GIVEN REQUEST 1:
Select every line of the entries that contains the word "leafy", matching case exactly.
----------
Friday, September 2, 2011

Apple Comes Out Swinging: Hits Below Belt

One of the biggest changes in the film industry right now is happening outside the general scrutiny of the public. Several months ago, Apple rolled out the highly anticipated new version of Final Cut Studio, thier well-used, well-loved professional-level editing suite. Skipping right over versions 8 and 9 to a cool Roman 10, the new product rolled out as FCPX.

It was a resounding failure.

The new program has a completely different user interface, key shortcuts and throughput capabilities. It won't export edit decision lists, capture video from tape sources, and it's not backwards-compatible-- if you have a legacy project in Final Cut 7 and want to port it upwards, you're outta luck. It bears a strong resemblance to iMovie, the free, consumer-level editing software that comes with your laptop, so much so that post-industry wags dubbed FCPX "iMovie Pro."
----------
GIVEN REQUEST 2:
Answer these from the post about Final Cut:
(a) Which version numbers did Apple skip over?
(b) What product name did the new version roll out as?
(c) What nickname did post-industry wags give the new program?
----------
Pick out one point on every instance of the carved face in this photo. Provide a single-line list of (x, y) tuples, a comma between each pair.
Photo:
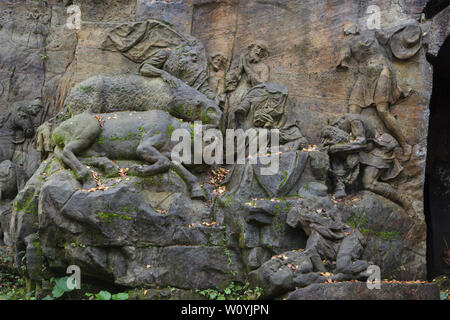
[(218, 62)]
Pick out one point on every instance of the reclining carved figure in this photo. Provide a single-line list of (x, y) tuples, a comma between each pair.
[(331, 240)]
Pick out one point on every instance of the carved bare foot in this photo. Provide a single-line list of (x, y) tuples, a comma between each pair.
[(136, 170), (405, 155)]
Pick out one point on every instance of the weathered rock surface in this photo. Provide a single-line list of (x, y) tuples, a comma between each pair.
[(359, 291), (138, 232), (148, 232)]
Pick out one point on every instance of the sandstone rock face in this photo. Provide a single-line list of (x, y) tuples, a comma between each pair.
[(359, 291), (147, 232)]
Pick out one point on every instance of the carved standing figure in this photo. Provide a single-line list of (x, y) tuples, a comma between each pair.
[(217, 68), (376, 84), (344, 139)]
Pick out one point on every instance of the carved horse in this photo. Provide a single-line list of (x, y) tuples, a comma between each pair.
[(143, 136)]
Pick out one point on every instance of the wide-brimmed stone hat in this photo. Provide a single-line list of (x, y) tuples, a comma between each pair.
[(406, 41)]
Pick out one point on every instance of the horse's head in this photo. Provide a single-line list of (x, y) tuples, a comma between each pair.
[(191, 105), (188, 62), (22, 121)]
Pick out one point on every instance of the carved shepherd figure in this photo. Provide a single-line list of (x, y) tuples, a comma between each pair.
[(144, 136), (376, 84)]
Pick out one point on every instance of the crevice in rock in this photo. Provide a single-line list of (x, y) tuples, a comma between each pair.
[(433, 7)]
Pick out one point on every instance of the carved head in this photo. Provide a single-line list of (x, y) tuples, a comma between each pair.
[(269, 101), (232, 80), (321, 221), (191, 105), (218, 61), (366, 46), (258, 51)]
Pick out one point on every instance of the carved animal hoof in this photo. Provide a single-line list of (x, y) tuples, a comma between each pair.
[(404, 154), (340, 193), (136, 170), (198, 193)]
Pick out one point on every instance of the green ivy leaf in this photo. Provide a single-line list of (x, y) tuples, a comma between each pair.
[(60, 287), (212, 295)]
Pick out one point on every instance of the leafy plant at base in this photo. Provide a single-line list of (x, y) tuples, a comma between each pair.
[(59, 288)]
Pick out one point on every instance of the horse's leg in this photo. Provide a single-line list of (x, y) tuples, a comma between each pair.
[(197, 191), (105, 164), (160, 163), (67, 156), (147, 151)]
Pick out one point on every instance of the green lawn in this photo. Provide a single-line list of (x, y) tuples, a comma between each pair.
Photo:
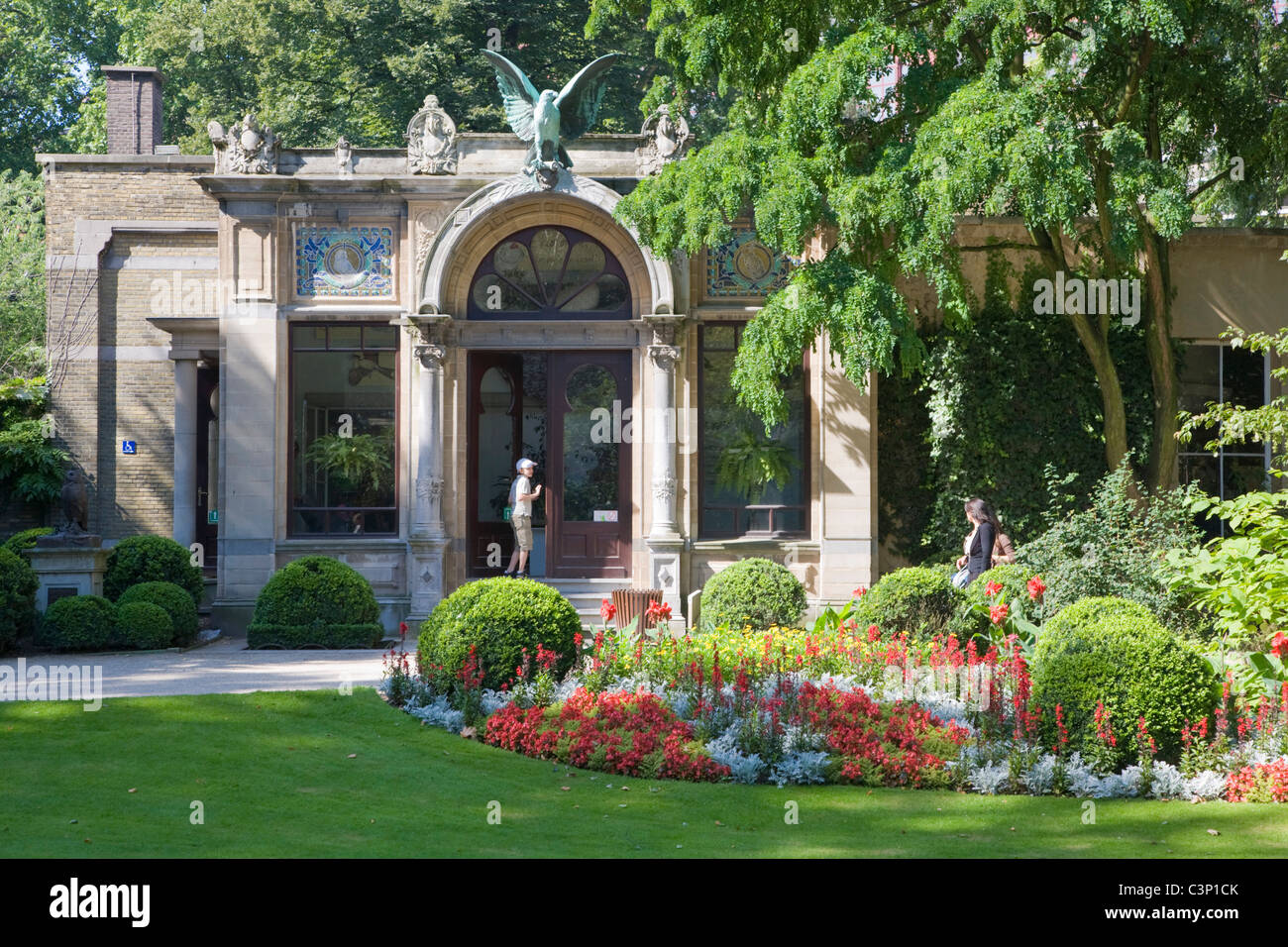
[(274, 779)]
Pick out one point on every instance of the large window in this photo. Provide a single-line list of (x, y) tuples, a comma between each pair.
[(549, 272), (343, 429), (751, 483), (1237, 376)]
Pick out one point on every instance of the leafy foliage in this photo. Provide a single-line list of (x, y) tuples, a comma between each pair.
[(18, 585), (174, 600), (1234, 424), (151, 560), (1085, 120), (78, 622), (1240, 579), (1113, 652), (22, 273), (1116, 545), (500, 618), (316, 591), (756, 591)]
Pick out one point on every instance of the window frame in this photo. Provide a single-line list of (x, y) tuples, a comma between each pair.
[(327, 512), (1196, 450), (806, 504), (549, 313)]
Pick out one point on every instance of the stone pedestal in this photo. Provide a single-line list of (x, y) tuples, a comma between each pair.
[(67, 566)]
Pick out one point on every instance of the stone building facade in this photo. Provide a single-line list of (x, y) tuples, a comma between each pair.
[(275, 352)]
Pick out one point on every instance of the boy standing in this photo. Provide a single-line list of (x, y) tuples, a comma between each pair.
[(522, 493)]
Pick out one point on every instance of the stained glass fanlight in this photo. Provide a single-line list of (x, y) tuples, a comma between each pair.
[(550, 273)]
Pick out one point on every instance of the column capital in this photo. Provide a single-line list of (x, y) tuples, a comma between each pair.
[(665, 326), (665, 356)]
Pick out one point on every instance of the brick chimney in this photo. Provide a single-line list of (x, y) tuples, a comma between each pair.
[(133, 110)]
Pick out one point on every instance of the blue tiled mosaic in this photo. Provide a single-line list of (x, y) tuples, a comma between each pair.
[(349, 262)]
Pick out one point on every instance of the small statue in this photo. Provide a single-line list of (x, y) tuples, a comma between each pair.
[(546, 120), (75, 496), (343, 157)]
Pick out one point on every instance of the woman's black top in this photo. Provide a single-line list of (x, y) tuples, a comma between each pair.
[(980, 557)]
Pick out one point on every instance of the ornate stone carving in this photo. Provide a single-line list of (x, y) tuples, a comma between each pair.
[(428, 224), (430, 356), (429, 487), (344, 158), (432, 144), (245, 149), (546, 119), (664, 356), (664, 138)]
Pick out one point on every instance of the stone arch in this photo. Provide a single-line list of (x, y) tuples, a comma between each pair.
[(502, 208)]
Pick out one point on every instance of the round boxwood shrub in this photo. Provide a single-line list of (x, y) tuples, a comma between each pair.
[(320, 602), (500, 617), (1112, 651), (18, 586), (918, 599), (151, 560), (78, 622), (175, 602), (21, 541), (143, 625), (1014, 579), (752, 591)]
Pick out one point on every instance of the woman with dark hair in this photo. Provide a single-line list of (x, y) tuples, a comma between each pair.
[(979, 544)]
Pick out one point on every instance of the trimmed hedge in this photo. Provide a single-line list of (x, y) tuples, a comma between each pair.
[(78, 622), (21, 541), (316, 600), (918, 599), (1113, 651), (18, 586), (145, 625), (500, 617), (151, 560), (752, 591), (175, 602)]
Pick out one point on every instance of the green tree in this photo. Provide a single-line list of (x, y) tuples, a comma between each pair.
[(22, 273), (1090, 120), (47, 48)]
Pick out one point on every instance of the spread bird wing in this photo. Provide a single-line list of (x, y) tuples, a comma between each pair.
[(579, 102), (518, 94)]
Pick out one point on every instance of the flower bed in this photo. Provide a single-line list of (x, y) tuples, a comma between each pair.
[(841, 703)]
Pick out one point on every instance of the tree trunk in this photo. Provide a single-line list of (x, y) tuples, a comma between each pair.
[(1162, 365), (1111, 389)]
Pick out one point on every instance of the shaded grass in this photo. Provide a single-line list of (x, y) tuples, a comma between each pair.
[(273, 776)]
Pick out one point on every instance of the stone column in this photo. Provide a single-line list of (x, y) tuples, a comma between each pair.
[(428, 536), (184, 527), (664, 538)]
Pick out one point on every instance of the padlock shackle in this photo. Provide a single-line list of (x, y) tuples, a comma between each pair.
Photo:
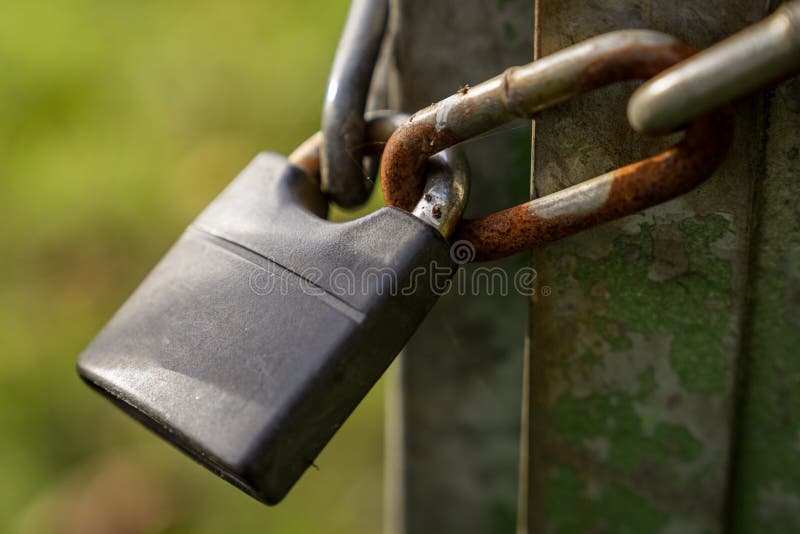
[(343, 125), (521, 92), (447, 177)]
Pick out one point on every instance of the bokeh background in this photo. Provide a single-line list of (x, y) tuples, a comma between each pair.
[(119, 121)]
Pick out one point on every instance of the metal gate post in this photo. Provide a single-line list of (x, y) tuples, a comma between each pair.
[(635, 353), (453, 421)]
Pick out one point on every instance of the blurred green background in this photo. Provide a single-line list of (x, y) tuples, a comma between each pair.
[(119, 121)]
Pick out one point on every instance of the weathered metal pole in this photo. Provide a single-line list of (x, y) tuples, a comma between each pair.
[(635, 355), (453, 435)]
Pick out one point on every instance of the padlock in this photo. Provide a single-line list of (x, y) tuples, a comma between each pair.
[(264, 326)]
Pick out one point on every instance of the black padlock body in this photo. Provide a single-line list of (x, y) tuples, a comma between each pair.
[(251, 380)]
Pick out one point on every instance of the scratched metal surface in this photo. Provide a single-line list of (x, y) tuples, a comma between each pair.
[(635, 350), (453, 423)]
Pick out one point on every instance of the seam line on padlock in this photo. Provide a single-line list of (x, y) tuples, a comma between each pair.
[(265, 263)]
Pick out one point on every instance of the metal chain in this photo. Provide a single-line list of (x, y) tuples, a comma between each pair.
[(521, 92), (343, 127), (757, 57)]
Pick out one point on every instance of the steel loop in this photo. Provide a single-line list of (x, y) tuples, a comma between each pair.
[(521, 92), (343, 125), (447, 177), (755, 58)]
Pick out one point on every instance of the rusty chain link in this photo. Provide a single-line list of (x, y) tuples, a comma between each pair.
[(343, 127)]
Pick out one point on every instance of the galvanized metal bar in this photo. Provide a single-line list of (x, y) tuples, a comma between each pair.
----------
SOLUTION 1:
Pick out one point on every instance of the leafy plant at base in this photo. Provide a single-line list of (x, y) tuples, a comma between each pair.
Pick out one point on every instance of the leafy foliage in this photo. Provide a single-line list of (x, y) tuples, a comma between each pair.

SOLUTION 2:
(a) 8 and 9
(b) FCPX
(c) "iMovie Pro"